### GIVEN REQUEST 1
Answer these questions about the court opinion:
(a) In what year was the petitioner born?
(b) On what date was he paroled?
(c) What total amount was obtained from the four associations?
### GIVEN REQUEST 2
Resume the court opinion on the petitioner's civil service case, picking up after its last sentence.

The petitioner contends that he was denied a fair hearing; that the decision of the civil service commission was based upon an erroneous conception of a rule of law; that the decision constituted a gross miscarriage of justice, and that the commission is chargeable with “ an abuse of discretion.”

An examination of the record discloses that the petitioner was born in Philadelphia, Penn., in 1901. He there attended elementary school and high school. From 1921 to 1926 he was engaged in the real estate business. In 1926 he was the secretary of four building and loan associations in Philadelphia. In March, 1926, he was indicted in Philadelphia on the charge of grand larceny. He became a fugitive from justice, and remained so until arrested in New York in 1929 and returned to Philadelphia. He pleaded guilty on October 28, 1929, and was sentenced to a term of from two to five years in the Philadelphia County Prison. After serving the minimum sentence, he was paroled on October 28, 1931. In 1933 he was granted a complete and unconditional pardon by the Governor of Pennsylvania. At the time petitioner’s application for a pardon was pending, the district attorney of Philadelphia county sent to the Philadelphia State Board of Pardons a report in opposition to the granting of the pardon. The following is a quotation from that report:

The petitioner, Jacob B. Bichovsky, was indicted with his father, Barnet B. Bichovsky, for the fraudulent making and uttering and publishing of written instruments. Indictment No. 417 charges the issuing of a purported resolution of the First Fraternal Building and Loan Association and authorizing the borrowing from B. (Barnet Bichovsky) the sum of $3,000. The second indictment (418) charges the issuing of a note by the First Fraternal Building and Loan Association to B. (Barnet Bichovsky) for $3,000 in 1926. Jacob B. Bichovsky was a fugitive and had to be brought back from the State of New York. Jacob B. Bichovsky was the Secretary [113]*113of the Association and B. or Barnet Bichovsky was the conveyancer. Jacob B. Bichovsky was the secretary of the Barnet Nelson, Progressive Workmen’s, United Workers and First Fraternal Building and Loan Associations, and B. or Barnet Bichovsky was the conveyancer to said four associations. They used the same method of obtaining money in all four associations. The total amount received by falsified minutes and false notes from the Barnet Nelson was $1,500; from Progressive Workmen’s $30,000; from United Workers $11,500, and from First Fraternal $32,700, making a total of $75,700. These notes were then sold to 13 different individuals for the face value of the notes by Barnet Bichovsky and assigned by him. These defendants admitted that they had conspired to get money by these means, namely, the one to falsify a minute of the Board of Directors and obtain a false and fraudulent note, and the other knowing that these records were false had obtained the money for his own benefit thereon.

Excerpts from point annotation data

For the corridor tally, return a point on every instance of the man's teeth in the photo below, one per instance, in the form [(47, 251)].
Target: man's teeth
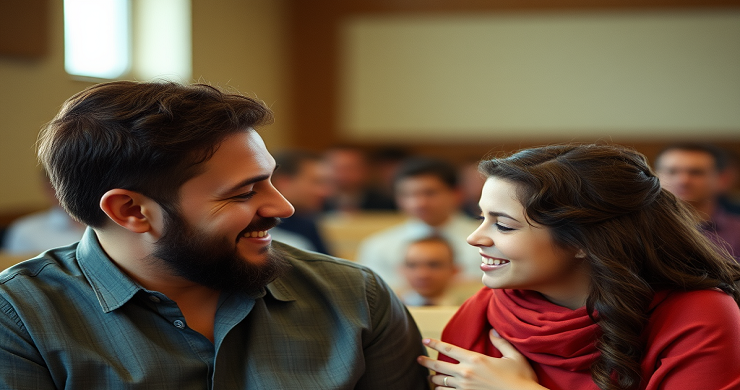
[(260, 234), (490, 261)]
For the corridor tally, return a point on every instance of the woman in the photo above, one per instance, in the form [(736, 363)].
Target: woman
[(597, 279)]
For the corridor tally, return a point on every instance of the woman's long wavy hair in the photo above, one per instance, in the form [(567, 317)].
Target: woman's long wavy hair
[(638, 238)]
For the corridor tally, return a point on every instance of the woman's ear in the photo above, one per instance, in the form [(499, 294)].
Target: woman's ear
[(131, 210)]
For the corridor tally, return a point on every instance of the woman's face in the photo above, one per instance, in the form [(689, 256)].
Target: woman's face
[(518, 255)]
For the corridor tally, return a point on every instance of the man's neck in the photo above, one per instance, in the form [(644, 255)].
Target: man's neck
[(196, 302)]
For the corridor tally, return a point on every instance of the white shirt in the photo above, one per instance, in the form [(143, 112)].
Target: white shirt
[(383, 252), (37, 232)]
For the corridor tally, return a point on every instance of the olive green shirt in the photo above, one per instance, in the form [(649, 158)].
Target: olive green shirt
[(70, 319)]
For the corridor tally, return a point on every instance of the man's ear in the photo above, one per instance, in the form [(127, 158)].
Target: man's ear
[(131, 210)]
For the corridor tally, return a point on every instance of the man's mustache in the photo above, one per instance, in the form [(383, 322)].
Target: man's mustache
[(261, 224)]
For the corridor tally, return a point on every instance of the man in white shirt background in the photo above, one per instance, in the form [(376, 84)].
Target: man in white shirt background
[(426, 190)]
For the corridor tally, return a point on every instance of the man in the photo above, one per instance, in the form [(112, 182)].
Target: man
[(427, 191), (429, 268), (302, 178), (692, 172), (176, 283)]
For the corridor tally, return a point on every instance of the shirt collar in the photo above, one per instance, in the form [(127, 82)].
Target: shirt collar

### EXERCISE OUTPUT 1
(a) 1901
(b) October 28, 1931
(c) $75,700

### EXERCISE OUTPUT 2
“ The noteholders brought suit against the four associations for the respective amounts of their notes. Many of them were settled and as a result of the activities of these two men these four associations were liquidated, causing complete losses to the stockholders, who did not receive a cent.
The petitioner, Jacob B. Bichovsky, states in his petition that he received no money from the association or from these notes, and that he believes that the money was actually owing to Barnet Bichovsky, but he pleaded nolle contendere to the conspiracy bill, No. 419, and was adjudged guilty, and admitted that he was a party to the conspiracy. It is not true that the building and loan associations suffered no pecuniary loss, and they were called upon to pay and did pay. The associations paid to the full extent of their ability to pay.
The petitioner states that he is going into social work. What that means we do not know, but if, as would be indicated, such work would be of a guiding nature to uneducated and poor citizens it would seem that such guidance would be apt to be in a wrong direction. Certainly no salutary effect can be gained from the prosecution and sentence of this defendant if he is granted a pardon in so serious a matter.
“ The Commonwealth opposes a pardon.”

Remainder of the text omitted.